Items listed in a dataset
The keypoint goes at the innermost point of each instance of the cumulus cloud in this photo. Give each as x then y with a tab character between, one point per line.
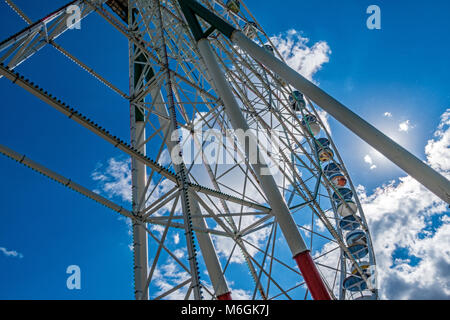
307	60
11	253
411	231
404	126
369	161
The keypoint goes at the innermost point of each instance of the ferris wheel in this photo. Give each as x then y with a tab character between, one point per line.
227	156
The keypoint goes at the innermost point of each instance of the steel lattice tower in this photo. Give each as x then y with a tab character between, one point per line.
201	73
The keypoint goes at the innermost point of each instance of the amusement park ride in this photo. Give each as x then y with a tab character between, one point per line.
204	65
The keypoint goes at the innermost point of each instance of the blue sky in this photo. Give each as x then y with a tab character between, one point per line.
402	69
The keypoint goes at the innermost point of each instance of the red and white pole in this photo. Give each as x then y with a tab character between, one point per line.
279	207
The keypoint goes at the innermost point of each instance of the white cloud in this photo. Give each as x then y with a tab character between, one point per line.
368	160
307	60
115	180
11	253
404	126
411	230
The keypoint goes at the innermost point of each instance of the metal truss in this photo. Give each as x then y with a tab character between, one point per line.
235	239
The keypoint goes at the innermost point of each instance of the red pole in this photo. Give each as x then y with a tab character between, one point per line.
312	277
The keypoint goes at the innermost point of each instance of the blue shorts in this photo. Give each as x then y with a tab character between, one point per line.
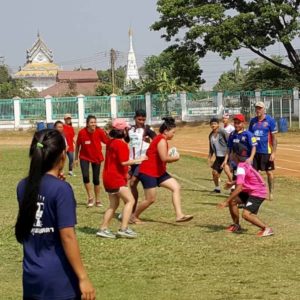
150	182
134	170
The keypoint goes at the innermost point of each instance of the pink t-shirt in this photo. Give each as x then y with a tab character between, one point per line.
250	179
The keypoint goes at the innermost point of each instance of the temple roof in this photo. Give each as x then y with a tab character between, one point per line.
39	48
39	62
38	70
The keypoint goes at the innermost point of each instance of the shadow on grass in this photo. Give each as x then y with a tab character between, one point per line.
195	190
87	230
212	227
215	228
159	222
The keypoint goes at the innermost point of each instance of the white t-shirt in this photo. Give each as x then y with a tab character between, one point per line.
137	145
229	128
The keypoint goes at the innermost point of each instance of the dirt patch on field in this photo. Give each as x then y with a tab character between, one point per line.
193	140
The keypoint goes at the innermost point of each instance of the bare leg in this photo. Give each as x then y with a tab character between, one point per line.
253	219
133	183
234	211
270	183
228	172
172	185
113	205
127	197
150	197
216	177
89	190
97	192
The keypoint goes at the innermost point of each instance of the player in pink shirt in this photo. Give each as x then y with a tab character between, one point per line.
250	190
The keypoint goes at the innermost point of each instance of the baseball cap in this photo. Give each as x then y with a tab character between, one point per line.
67	116
213	120
260	104
119	124
239	117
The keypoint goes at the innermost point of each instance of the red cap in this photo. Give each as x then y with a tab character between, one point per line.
119	124
239	117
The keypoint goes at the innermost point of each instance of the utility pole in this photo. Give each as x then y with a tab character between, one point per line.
113	58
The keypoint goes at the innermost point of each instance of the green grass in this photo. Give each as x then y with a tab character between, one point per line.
196	260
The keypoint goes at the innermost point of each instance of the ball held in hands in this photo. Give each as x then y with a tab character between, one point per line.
173	152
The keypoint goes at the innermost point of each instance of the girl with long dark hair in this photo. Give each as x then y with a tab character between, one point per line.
153	172
52	267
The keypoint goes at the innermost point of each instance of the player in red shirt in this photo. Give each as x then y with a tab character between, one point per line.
89	149
69	134
115	175
153	172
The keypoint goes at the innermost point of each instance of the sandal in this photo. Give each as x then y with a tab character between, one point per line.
185	218
90	203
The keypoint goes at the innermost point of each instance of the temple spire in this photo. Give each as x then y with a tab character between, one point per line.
132	73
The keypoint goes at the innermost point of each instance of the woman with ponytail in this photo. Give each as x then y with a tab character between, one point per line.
153	172
52	267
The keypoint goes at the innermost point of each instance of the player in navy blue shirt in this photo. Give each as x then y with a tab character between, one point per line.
243	137
264	129
52	267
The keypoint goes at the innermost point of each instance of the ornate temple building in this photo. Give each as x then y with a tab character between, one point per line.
132	72
39	70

Work instruction ->
An exact copy of the records above is needed, free of pictures.

Solution to this task ->
The keypoint goes at the innermost point of each instance of the cumulus cloud in this photo. Give each as x then y with a tab character between, one point per line.
307	60
11	253
411	231
404	126
369	161
The keypoint goes at the innermost point of each instance of the ferris wheel in this photo. Give each as x then y with a tab character between, one point per line.
227	156
The keypoint goes at the innermost point of each instance of the steel lattice tower in this photo. Give each as x then y with a tab character between, one point per line.
201	73
The keypoint goes at the innermost point of each instance of the amusement park ride in this photo. Give each as x then y with a tab character between, one point per line.
204	65
The keypoint goes at the innermost point of each instance of the blue sky in this photo. Give each as x then y with a tab character between, one point per line.
402	69
The keypoint goes at the innermost point of each instance of the red and white pole in this photo. Give each as x then y with a tab character between, one point per line.
279	207
The keypoint goes at the innermost point of each instance of the white cloud in this photo. Give each as x then y with a tab character between, one point per line.
368	160
307	60
115	180
11	253
404	126
411	230
The keypoint goes at the innermost point of each instance of the metal truss in this photo. Give each as x then y with a tab character between, one point per line.
235	239
The keypoint goes at the innermost point of each instance of the red pole in this photo. Give each as x then y with a tab character between, one point per line.
312	277
The keypoint goes at the innermost point of each instance of the blue shorts in this photo. Give each as x then y with a tab character between, one point per line.
150	182
134	170
The keypoint goes at the innermost point of each instance of the pink t-shirt in this photo. Give each as x then y with a tab character between, one point per line.
250	179
The keypoint goes at the innermost point of each instance of the temple roof in this photo. Give each as x then y with a tab character between, one point per line.
39	48
39	62
38	70
The keypoint goes at the innermost point of each instance of the shadow on grass in this photo. Give each as x then y with a tab character between, one point per line.
195	190
87	230
212	227
215	228
159	222
The keypoint goes at the innermost point of each instance of the white t-shirt in this photo. Give each as x then y with a tab character between, one point per line.
137	145
229	128
The keypoint goes at the innermost point of each instance of the dirt patch on field in this photo. Give each as x then y with a tab character between, one point per line.
193	140
The keypoint goes at the innermost point of each instance of the bare leg in this photo. Give each as x then y with a tab character between, one point per line.
253	219
133	183
234	211
270	183
228	172
172	185
113	205
127	197
150	197
216	177
89	190
97	192
The keypoint goes at the innermost point of each instance of the player in pink shirt in this photo. Give each as x then y with a tab character between, one point per line.
250	190
The keypoint goes at the innermost point of each instance of the baseball cap in this photo. Give each as x then y with a tab character between, one point per line.
67	116
213	120
260	104
119	124
239	117
The keypoint goes at the innermost point of each instance of the red cap in this photo. Give each as x then y with a tab character between, one point per line.
119	124
239	117
The keypoint goes at the innermost point of each instance of the utility pole in this photo. Give each as x then y with a tab character between, one point per line.
113	58
The keypoint goes at the innermost point of each instance of the green grass in this photo. Give each as x then y with a tab character between, one point per line.
196	260
The keypoint goes at the innermost point of each instance of the ball held in hands in this photo. Give each as x then y with a tab character between, one point per line.
173	152
The keypoint goes at the innermost point of each instance of the girl with long dark hair in this photo. Give each as x then y with a tab character between, one point per line.
153	172
52	267
The keypoint goes at the innermost point of each instance of the player in red shirt in this photo. Give each as x then y with a tab character between, one point per line.
89	149
69	134
115	175
153	172
The keypoint goes at the innermost point of each instance of the sandal in this photo. Give each as x then y with a tab character between, one point per line.
185	218
90	203
The keypoint goes at the innermost point of each instance of the temple spire in this photo. Give each as x then y with a tab character between, one point per line.
132	73
The keypoint goes at the innermost point of each instance of the woman with ponytail in this photo. Give each as x then y with a tab character between, one point per line.
153	172
52	267
The keypoint goes at the innermost point of each instance of the player in navy blue shirt in this photo. Give each as x then y with a tab character between, one point per line.
243	137
264	129
52	267
The keypoint goes at the innermost point of each instance of the ornate temple building in this photo. Give each as x then y with a tab character between, one point per line.
132	72
39	70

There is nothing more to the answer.